[PROBLEM]
Collect every line below that contains the word "building", and copy each one unchanged.

[AVAILABLE RECORDS]
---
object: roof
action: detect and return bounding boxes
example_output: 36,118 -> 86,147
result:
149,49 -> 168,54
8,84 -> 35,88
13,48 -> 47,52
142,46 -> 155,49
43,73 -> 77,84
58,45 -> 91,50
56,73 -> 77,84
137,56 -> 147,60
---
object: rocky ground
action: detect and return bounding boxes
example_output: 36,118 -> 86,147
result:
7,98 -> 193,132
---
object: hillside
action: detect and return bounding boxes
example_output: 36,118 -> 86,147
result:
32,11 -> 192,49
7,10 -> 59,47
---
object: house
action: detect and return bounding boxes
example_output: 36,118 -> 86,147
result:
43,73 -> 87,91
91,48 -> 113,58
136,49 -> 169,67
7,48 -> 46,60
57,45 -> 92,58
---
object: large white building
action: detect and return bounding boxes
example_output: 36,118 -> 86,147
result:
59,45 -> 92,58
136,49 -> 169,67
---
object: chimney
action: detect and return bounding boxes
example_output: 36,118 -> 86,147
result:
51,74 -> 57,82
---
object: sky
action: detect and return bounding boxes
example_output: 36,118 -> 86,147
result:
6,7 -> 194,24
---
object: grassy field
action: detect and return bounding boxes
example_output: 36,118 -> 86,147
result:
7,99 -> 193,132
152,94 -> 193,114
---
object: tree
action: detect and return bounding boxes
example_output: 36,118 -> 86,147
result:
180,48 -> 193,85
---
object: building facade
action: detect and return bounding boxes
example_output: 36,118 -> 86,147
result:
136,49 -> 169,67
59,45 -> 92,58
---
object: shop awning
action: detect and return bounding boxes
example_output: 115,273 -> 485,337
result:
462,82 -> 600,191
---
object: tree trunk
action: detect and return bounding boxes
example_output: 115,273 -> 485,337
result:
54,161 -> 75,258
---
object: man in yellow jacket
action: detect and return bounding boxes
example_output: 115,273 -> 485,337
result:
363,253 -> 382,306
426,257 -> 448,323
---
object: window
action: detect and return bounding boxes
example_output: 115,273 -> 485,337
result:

[PROBLEM SOLUTION]
object: large white building
object: building facade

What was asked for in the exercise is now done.